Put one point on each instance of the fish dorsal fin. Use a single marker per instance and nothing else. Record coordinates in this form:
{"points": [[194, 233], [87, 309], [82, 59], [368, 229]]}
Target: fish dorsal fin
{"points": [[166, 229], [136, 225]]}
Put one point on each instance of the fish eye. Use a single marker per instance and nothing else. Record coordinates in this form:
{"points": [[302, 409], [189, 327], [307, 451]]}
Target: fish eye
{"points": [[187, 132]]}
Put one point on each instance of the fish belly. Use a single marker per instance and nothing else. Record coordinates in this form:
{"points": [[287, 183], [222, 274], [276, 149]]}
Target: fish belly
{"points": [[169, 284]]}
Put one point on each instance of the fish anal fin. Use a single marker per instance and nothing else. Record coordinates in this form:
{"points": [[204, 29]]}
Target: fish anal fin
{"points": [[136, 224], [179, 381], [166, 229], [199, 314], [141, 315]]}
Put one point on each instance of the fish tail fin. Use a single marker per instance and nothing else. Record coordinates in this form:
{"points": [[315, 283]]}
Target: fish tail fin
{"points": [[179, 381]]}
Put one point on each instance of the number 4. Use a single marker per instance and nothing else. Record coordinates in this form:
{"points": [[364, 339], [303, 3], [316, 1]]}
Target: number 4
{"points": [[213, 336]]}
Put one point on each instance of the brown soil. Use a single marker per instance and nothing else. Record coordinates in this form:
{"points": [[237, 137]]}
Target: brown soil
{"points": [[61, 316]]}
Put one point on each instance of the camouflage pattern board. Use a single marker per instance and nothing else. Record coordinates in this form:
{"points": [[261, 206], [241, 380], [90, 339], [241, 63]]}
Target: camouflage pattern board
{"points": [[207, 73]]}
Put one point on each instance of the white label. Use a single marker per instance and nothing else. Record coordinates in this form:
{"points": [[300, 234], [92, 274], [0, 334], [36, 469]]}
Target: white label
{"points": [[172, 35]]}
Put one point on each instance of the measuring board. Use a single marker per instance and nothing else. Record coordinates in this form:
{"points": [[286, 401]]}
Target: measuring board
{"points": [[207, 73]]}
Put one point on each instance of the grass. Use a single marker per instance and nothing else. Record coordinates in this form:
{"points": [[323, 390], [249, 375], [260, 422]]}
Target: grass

==

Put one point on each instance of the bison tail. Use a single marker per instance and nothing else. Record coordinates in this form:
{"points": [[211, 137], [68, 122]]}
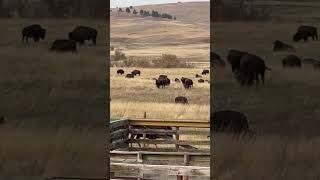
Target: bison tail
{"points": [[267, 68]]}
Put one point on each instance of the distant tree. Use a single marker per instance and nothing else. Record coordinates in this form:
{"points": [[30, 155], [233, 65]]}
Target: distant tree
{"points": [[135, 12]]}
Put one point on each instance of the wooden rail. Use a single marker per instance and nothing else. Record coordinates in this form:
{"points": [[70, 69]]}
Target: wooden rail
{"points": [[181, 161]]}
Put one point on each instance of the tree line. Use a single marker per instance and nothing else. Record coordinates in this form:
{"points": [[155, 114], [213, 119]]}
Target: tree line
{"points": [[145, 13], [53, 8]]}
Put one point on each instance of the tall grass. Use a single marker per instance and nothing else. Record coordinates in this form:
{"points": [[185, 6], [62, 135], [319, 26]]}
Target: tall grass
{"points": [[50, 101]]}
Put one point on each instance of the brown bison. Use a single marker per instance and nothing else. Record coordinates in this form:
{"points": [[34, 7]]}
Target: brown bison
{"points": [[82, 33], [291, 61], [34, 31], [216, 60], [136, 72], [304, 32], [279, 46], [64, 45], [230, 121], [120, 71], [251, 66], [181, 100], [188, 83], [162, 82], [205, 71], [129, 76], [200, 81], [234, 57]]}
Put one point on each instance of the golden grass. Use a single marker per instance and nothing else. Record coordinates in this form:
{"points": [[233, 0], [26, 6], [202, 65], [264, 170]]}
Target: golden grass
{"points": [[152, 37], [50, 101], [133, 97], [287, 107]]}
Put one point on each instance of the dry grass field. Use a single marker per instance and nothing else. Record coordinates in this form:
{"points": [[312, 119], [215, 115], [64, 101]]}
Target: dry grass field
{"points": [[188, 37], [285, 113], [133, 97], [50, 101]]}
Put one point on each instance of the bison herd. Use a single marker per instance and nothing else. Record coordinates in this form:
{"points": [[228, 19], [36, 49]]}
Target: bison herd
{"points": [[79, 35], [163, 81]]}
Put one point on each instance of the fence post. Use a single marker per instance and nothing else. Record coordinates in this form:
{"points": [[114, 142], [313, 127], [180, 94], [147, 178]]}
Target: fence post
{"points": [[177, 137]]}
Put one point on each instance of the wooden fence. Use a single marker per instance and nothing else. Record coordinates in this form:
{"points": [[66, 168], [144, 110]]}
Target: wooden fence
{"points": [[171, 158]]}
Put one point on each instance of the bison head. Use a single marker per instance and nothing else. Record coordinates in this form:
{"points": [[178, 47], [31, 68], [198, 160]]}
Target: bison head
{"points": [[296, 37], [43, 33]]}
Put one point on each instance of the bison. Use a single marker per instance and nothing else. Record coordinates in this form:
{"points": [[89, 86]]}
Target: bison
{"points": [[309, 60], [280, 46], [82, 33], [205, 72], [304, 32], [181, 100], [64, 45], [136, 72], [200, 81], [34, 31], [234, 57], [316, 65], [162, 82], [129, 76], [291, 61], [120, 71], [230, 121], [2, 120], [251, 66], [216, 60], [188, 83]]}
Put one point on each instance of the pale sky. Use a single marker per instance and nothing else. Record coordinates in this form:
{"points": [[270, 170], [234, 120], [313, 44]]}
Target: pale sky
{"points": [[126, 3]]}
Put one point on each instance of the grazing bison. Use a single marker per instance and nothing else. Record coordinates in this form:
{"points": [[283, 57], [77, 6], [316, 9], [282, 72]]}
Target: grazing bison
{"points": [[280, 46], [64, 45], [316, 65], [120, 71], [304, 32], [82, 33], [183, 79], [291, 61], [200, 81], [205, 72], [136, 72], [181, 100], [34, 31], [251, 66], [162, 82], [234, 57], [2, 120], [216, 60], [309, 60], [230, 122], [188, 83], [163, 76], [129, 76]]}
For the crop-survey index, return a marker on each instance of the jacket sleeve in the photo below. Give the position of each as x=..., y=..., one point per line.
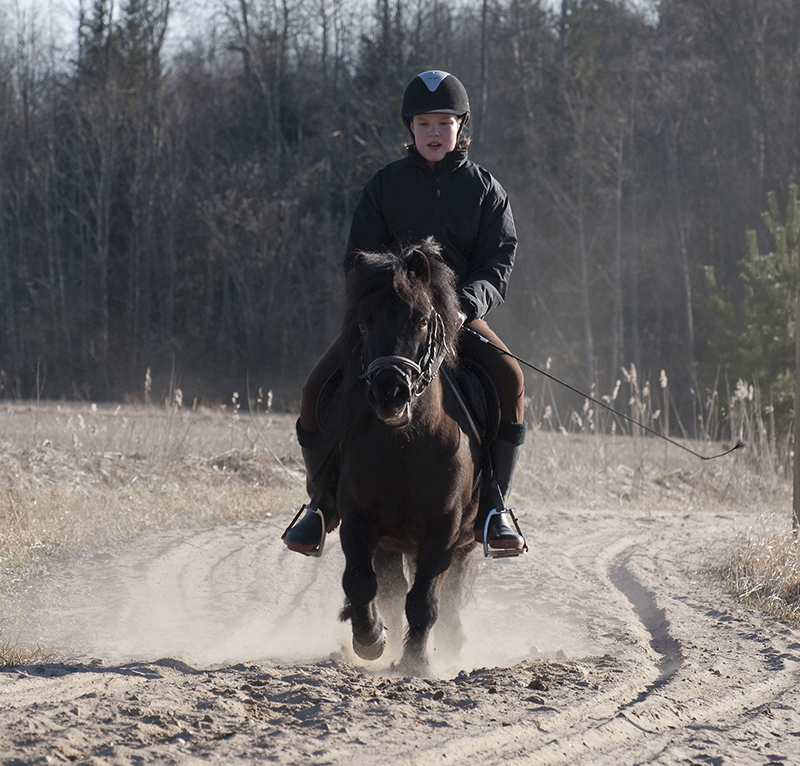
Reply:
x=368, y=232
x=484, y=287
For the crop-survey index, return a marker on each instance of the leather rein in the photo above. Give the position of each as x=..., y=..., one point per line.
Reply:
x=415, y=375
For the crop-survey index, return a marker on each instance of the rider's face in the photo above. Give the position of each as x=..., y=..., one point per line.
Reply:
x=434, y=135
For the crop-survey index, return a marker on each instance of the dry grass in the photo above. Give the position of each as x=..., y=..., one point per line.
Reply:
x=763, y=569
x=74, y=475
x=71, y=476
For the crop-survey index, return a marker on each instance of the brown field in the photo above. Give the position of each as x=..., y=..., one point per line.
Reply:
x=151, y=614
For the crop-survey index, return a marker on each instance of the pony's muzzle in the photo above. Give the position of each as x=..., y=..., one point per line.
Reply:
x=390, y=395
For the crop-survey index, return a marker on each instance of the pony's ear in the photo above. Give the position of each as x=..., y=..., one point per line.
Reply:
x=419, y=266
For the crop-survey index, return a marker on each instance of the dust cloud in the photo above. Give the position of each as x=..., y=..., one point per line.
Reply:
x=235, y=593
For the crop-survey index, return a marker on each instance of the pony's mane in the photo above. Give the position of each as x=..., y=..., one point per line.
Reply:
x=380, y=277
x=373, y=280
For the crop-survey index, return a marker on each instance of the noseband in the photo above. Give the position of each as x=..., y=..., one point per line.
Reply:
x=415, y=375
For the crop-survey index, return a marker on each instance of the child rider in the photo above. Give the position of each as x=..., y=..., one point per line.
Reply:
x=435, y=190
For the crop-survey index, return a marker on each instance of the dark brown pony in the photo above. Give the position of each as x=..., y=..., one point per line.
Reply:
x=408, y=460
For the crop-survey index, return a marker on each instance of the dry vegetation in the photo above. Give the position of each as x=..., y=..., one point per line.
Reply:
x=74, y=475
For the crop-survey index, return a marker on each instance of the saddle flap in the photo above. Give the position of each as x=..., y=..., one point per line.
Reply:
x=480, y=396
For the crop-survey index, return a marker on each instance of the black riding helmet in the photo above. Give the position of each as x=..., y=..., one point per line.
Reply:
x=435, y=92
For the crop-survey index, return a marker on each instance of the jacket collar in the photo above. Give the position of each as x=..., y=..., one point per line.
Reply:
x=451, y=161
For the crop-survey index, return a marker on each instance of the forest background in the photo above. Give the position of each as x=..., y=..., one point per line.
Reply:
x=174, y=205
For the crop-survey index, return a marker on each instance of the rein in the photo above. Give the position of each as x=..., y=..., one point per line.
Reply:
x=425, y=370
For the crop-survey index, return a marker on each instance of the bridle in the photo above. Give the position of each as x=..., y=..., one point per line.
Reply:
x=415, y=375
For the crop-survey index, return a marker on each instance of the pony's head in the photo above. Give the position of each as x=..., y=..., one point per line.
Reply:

Your goal - Using the material above, transcribe exactly the lines from the line with "Target: measuring board" to the line with "Target: grass"; both count, and nothing else goes in.

Reply -
Target: measuring board
{"points": [[207, 73]]}
Put one point on each instance of the grass. Use a single marker per instance and nothing else. Record coordinates in this form:
{"points": [[323, 390], [249, 375], [260, 422]]}
Target: grass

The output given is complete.